**SHORT PROBLEM**.
Can you rewrite the data starting with the line that contains "for firefighter trousers" and going on through the line that contains "left=270, top=300, right=300, bottom=371", putting "Respond" wherever "Reply" appears and leaving everything else unchanged?

**RECORD EXCERPTS**.
________________
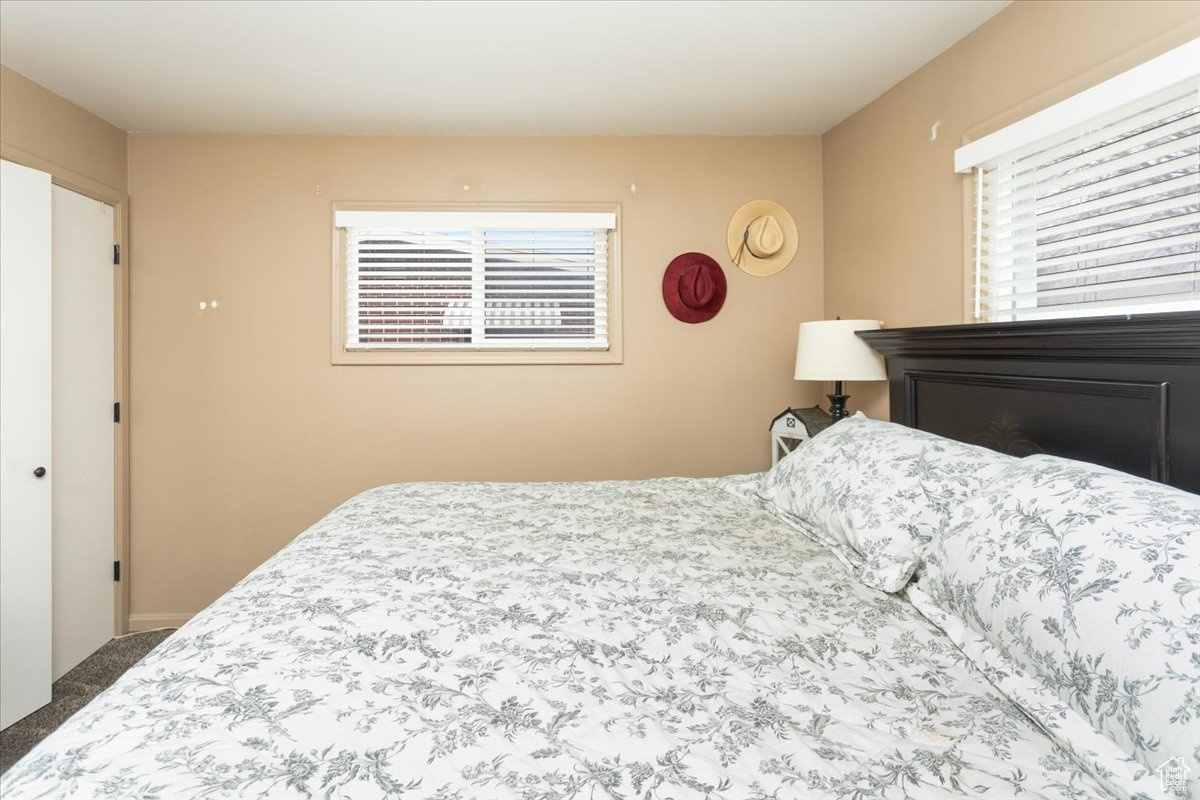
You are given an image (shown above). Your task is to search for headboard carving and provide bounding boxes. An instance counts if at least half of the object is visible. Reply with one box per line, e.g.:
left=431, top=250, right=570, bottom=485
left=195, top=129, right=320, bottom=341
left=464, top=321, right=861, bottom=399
left=859, top=312, right=1200, bottom=493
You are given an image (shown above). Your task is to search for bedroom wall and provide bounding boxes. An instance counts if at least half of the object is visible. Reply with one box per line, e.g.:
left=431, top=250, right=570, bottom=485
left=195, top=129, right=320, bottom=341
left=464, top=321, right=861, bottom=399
left=0, top=64, right=126, bottom=194
left=128, top=134, right=823, bottom=627
left=822, top=0, right=1200, bottom=419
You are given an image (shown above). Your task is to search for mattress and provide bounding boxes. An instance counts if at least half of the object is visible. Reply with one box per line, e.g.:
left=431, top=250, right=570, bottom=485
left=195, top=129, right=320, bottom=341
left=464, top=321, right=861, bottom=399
left=0, top=479, right=1108, bottom=800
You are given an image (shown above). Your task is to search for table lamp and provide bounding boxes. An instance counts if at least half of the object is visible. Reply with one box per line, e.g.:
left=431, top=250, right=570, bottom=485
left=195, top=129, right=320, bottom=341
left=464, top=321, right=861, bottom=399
left=796, top=318, right=888, bottom=422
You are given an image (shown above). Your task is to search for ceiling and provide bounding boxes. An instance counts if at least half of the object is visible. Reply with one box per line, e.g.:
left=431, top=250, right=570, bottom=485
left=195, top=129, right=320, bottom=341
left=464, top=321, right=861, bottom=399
left=0, top=0, right=1008, bottom=136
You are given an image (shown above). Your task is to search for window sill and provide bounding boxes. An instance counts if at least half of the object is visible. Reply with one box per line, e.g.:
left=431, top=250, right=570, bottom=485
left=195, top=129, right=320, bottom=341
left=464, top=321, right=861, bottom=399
left=330, top=344, right=624, bottom=367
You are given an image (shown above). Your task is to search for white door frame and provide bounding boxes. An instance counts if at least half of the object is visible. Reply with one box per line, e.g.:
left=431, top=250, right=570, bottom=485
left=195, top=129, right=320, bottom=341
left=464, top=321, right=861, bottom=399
left=0, top=143, right=132, bottom=636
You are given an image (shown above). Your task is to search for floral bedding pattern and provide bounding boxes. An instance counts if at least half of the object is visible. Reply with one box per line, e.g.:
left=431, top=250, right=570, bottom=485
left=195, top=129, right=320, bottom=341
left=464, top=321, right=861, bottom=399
left=0, top=479, right=1108, bottom=800
left=911, top=456, right=1200, bottom=800
left=756, top=413, right=1016, bottom=591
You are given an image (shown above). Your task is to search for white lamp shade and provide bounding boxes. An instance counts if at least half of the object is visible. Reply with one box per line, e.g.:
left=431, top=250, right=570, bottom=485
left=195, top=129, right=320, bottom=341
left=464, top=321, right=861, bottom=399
left=796, top=319, right=888, bottom=380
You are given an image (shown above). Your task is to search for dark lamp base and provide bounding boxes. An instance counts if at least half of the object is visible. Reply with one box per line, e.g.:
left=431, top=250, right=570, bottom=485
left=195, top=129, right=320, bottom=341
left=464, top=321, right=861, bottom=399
left=826, top=380, right=850, bottom=422
left=826, top=395, right=850, bottom=422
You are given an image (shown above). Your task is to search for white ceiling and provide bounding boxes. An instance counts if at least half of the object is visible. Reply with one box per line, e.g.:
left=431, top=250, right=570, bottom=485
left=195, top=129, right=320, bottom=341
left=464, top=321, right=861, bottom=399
left=0, top=0, right=1008, bottom=136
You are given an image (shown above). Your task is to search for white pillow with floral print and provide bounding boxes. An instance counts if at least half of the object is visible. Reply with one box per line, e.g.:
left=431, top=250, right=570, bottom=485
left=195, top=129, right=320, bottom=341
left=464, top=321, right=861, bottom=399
left=757, top=414, right=1015, bottom=591
left=916, top=456, right=1200, bottom=796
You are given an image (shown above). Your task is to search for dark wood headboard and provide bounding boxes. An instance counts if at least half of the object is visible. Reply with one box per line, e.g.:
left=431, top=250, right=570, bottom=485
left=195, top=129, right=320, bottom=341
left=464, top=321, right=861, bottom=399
left=859, top=312, right=1200, bottom=493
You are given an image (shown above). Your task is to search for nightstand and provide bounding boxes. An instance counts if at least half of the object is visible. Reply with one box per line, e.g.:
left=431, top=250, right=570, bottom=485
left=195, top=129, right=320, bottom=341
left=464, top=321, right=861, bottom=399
left=770, top=405, right=833, bottom=467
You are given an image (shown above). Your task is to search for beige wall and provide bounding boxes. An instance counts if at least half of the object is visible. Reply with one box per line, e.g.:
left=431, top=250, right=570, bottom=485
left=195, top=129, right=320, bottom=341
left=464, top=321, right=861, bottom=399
left=0, top=65, right=126, bottom=196
left=130, top=134, right=822, bottom=627
left=822, top=0, right=1200, bottom=419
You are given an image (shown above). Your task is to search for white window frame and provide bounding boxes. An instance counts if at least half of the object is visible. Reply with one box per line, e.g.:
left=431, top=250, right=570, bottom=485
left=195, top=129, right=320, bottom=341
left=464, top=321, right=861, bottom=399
left=330, top=201, right=624, bottom=366
left=954, top=38, right=1200, bottom=321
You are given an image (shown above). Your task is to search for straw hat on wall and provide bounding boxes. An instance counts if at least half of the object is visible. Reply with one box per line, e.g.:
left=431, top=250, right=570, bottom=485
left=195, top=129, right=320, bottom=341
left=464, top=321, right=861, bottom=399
left=726, top=200, right=799, bottom=277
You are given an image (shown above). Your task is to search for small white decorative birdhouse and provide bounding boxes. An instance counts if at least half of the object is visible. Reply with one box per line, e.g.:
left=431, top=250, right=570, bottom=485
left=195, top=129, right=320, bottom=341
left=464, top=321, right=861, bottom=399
left=770, top=405, right=833, bottom=467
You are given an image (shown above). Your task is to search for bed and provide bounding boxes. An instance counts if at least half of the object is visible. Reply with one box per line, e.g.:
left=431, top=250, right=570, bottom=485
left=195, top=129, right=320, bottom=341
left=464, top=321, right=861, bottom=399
left=0, top=311, right=1200, bottom=800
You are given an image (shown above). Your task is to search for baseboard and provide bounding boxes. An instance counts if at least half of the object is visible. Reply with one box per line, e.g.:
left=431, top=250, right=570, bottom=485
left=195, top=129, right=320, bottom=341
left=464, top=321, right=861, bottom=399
left=130, top=614, right=192, bottom=632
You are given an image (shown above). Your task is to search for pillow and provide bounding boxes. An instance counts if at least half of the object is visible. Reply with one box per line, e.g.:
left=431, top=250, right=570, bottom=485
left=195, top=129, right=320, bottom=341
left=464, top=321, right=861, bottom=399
left=757, top=414, right=1015, bottom=591
left=910, top=456, right=1200, bottom=795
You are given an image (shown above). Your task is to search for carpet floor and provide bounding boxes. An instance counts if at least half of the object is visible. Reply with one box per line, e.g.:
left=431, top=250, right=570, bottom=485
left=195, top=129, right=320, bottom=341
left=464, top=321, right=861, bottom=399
left=0, top=628, right=174, bottom=772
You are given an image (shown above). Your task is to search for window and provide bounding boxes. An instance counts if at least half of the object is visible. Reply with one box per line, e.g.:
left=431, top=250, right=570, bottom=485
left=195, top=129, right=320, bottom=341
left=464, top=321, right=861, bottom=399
left=955, top=41, right=1200, bottom=321
left=334, top=206, right=620, bottom=363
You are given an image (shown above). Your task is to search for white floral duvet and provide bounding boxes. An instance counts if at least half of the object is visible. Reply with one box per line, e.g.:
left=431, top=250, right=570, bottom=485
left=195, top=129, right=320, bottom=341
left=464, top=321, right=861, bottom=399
left=0, top=479, right=1106, bottom=800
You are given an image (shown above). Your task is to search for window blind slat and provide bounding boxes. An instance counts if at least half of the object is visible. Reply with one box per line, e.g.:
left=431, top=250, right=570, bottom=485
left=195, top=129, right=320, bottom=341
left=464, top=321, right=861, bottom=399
left=976, top=70, right=1200, bottom=320
left=340, top=224, right=608, bottom=350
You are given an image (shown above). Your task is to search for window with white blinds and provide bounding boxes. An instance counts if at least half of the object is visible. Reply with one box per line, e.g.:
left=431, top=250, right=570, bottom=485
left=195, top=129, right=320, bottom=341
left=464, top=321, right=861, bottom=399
left=335, top=211, right=616, bottom=351
left=956, top=39, right=1200, bottom=321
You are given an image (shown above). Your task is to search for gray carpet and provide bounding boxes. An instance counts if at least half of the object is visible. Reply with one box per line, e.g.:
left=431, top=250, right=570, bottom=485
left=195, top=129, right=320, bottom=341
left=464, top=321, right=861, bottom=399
left=0, top=628, right=174, bottom=772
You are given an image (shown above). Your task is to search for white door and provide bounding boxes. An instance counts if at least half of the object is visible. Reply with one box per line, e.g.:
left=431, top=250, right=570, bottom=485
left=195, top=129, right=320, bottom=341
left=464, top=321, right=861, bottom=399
left=0, top=161, right=54, bottom=728
left=50, top=186, right=115, bottom=680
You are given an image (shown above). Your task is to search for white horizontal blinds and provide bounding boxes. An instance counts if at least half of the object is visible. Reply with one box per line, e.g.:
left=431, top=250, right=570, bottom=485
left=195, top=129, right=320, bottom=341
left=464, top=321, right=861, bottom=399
left=976, top=78, right=1200, bottom=320
left=338, top=212, right=612, bottom=350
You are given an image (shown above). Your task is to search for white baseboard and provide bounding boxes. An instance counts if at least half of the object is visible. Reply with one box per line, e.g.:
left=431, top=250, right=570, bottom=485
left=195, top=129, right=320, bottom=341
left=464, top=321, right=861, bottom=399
left=130, top=614, right=192, bottom=633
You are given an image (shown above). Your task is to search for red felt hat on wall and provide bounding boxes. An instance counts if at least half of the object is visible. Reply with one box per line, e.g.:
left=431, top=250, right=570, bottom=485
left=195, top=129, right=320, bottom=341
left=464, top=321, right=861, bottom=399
left=662, top=253, right=726, bottom=323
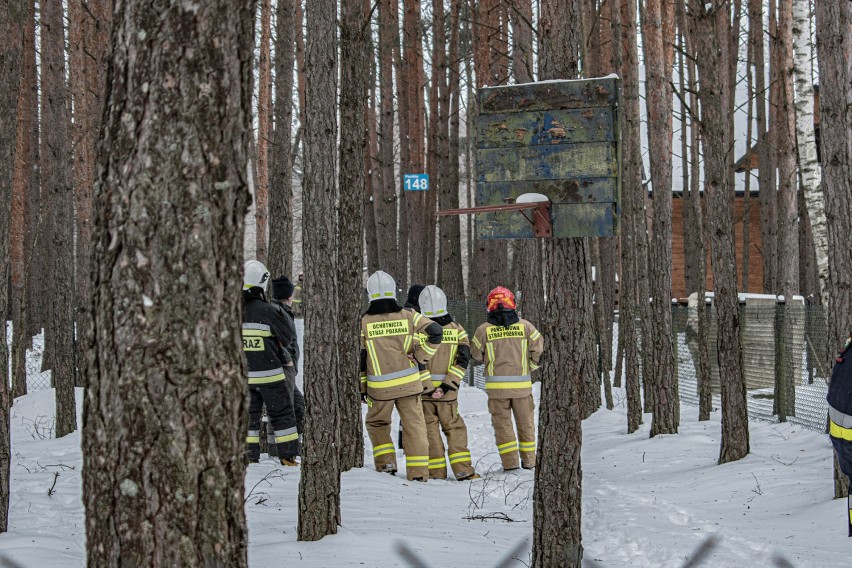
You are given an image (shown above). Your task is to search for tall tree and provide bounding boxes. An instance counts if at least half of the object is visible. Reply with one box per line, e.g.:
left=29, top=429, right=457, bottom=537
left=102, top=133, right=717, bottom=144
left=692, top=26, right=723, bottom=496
left=254, top=0, right=272, bottom=263
left=816, top=1, right=852, bottom=497
left=373, top=0, right=398, bottom=282
left=337, top=0, right=372, bottom=471
left=0, top=0, right=28, bottom=533
left=689, top=0, right=749, bottom=463
left=642, top=0, right=680, bottom=436
left=266, top=0, right=300, bottom=276
left=9, top=0, right=38, bottom=400
left=438, top=0, right=464, bottom=299
left=612, top=2, right=648, bottom=433
left=792, top=0, right=828, bottom=306
left=83, top=0, right=255, bottom=567
left=749, top=0, right=778, bottom=293
left=39, top=2, right=77, bottom=437
left=532, top=0, right=593, bottom=567
left=298, top=0, right=342, bottom=540
left=68, top=0, right=112, bottom=390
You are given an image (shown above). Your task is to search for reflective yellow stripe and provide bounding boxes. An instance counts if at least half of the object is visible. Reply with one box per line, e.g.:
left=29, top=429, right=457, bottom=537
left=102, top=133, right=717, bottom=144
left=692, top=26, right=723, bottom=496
left=485, top=381, right=532, bottom=390
left=249, top=373, right=287, bottom=385
left=367, top=339, right=382, bottom=375
left=367, top=373, right=421, bottom=389
left=241, top=329, right=272, bottom=337
left=450, top=452, right=470, bottom=464
left=828, top=420, right=852, bottom=442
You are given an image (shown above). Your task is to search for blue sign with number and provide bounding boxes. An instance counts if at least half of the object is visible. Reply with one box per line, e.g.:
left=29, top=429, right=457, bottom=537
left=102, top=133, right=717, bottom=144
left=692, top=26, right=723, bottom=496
left=402, top=174, right=429, bottom=191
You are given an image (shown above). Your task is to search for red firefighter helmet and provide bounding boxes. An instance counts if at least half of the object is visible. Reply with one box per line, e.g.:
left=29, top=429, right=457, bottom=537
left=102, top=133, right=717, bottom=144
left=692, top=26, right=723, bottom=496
left=488, top=286, right=517, bottom=312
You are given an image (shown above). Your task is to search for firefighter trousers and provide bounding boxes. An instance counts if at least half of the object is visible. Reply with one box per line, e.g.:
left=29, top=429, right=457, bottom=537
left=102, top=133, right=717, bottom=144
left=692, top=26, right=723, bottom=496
left=246, top=379, right=299, bottom=462
left=268, top=367, right=305, bottom=457
left=365, top=394, right=429, bottom=481
left=488, top=394, right=535, bottom=470
left=423, top=399, right=476, bottom=479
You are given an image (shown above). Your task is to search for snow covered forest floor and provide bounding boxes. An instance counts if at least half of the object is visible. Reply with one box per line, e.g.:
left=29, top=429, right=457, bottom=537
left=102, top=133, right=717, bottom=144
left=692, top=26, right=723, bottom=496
left=0, top=322, right=849, bottom=568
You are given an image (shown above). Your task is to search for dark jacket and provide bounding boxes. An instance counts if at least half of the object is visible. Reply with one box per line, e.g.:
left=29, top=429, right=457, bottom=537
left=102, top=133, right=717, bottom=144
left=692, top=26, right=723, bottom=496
left=827, top=338, right=852, bottom=477
left=242, top=286, right=292, bottom=385
left=270, top=300, right=300, bottom=371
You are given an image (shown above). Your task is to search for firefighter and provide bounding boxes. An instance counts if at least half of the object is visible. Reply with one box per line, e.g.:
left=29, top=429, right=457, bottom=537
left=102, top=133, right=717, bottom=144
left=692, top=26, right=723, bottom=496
left=470, top=286, right=544, bottom=471
left=242, top=260, right=299, bottom=466
left=361, top=270, right=443, bottom=481
left=418, top=286, right=479, bottom=481
left=269, top=276, right=305, bottom=437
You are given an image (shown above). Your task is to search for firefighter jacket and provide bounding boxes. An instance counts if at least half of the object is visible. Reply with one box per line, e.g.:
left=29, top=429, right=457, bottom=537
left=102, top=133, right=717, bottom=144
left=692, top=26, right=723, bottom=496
left=828, top=337, right=852, bottom=478
left=269, top=300, right=300, bottom=371
left=423, top=319, right=470, bottom=402
left=242, top=286, right=292, bottom=385
left=470, top=316, right=544, bottom=398
left=361, top=300, right=443, bottom=400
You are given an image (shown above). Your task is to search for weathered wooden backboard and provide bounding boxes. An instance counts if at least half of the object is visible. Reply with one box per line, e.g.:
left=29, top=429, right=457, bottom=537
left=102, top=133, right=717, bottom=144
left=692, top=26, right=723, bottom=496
left=476, top=75, right=621, bottom=239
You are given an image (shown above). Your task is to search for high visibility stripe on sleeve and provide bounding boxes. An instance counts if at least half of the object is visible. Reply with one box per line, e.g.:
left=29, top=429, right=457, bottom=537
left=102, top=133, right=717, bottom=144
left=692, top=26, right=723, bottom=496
left=450, top=452, right=470, bottom=464
left=373, top=444, right=396, bottom=458
left=420, top=341, right=438, bottom=357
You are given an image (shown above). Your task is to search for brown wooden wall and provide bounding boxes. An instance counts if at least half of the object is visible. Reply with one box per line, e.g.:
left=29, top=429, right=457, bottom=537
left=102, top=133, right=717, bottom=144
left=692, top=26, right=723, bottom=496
left=672, top=194, right=763, bottom=298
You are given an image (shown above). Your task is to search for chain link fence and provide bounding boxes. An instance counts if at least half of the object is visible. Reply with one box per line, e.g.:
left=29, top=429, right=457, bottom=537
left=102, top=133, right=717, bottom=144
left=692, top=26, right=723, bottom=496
left=15, top=297, right=834, bottom=432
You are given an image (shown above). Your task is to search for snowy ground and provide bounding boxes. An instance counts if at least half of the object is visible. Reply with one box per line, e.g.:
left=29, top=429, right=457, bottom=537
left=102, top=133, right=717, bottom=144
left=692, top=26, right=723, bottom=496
left=0, top=322, right=850, bottom=568
left=0, top=388, right=849, bottom=568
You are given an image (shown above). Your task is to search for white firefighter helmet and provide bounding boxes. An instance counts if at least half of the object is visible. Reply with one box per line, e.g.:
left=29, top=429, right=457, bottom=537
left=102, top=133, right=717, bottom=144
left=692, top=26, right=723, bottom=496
left=420, top=284, right=447, bottom=318
left=243, top=260, right=269, bottom=292
left=367, top=270, right=396, bottom=302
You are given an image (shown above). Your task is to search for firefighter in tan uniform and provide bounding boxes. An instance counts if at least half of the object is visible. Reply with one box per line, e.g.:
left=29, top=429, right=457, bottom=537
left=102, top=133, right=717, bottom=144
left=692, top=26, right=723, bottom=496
left=470, top=286, right=544, bottom=471
left=419, top=286, right=479, bottom=481
left=361, top=270, right=443, bottom=481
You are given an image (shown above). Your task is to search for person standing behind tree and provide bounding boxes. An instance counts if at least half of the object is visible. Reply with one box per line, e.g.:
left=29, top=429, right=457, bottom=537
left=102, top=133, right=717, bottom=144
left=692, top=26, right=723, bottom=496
left=470, top=286, right=544, bottom=471
left=269, top=276, right=305, bottom=442
left=360, top=270, right=443, bottom=481
left=417, top=286, right=479, bottom=481
left=242, top=260, right=299, bottom=466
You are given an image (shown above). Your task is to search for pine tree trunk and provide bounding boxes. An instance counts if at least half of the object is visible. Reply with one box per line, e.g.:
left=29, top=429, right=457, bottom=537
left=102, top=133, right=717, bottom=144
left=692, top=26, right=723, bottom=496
left=532, top=0, right=594, bottom=567
left=337, top=0, right=371, bottom=471
left=749, top=0, right=778, bottom=294
left=298, top=0, right=342, bottom=540
left=9, top=0, right=38, bottom=402
left=438, top=0, right=464, bottom=299
left=68, top=0, right=112, bottom=386
left=373, top=0, right=406, bottom=280
left=254, top=0, right=272, bottom=263
left=266, top=0, right=301, bottom=276
left=689, top=0, right=749, bottom=463
left=642, top=0, right=680, bottom=437
left=83, top=0, right=255, bottom=567
left=0, top=0, right=28, bottom=533
left=792, top=0, right=828, bottom=306
left=613, top=2, right=648, bottom=433
left=816, top=1, right=852, bottom=497
left=40, top=2, right=77, bottom=438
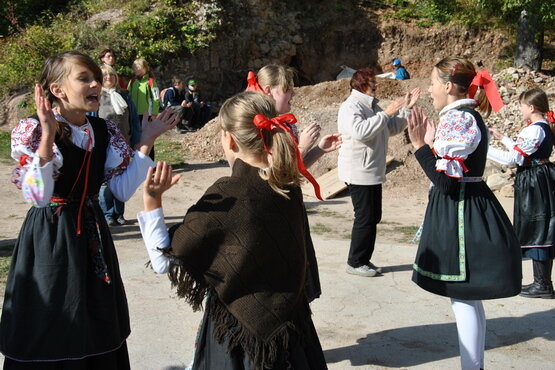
________________
**EXERCISE SOLUTION**.
You are given an image (shown above). Your task is to search for firefighter trousers and provide bounding boxes. An instance counts if at least half of the object is visible. Respond with one box per line, e.g.:
left=29, top=429, right=457, bottom=537
left=102, top=133, right=717, bottom=144
left=692, top=26, right=723, bottom=496
left=246, top=379, right=299, bottom=462
left=268, top=367, right=305, bottom=457
left=365, top=394, right=429, bottom=481
left=488, top=394, right=535, bottom=470
left=423, top=399, right=476, bottom=479
You are given an image (shown above). Your task is to search for snow covered forest floor and provide bounding boxes. An instance counts if at least half of the object is visible. Respond with one box per line, e.g.:
left=29, top=429, right=457, bottom=537
left=102, top=133, right=717, bottom=144
left=692, top=26, right=723, bottom=496
left=0, top=322, right=849, bottom=568
You are given an image (shown above). Your task is to search for dark jacket and provide bounding boxes. An instance counts if at least half of the object is visible. Respond with one box per line, e.g.:
left=29, top=429, right=457, bottom=537
left=102, top=133, right=717, bottom=144
left=692, top=26, right=723, bottom=496
left=827, top=338, right=852, bottom=477
left=242, top=286, right=292, bottom=385
left=270, top=300, right=300, bottom=371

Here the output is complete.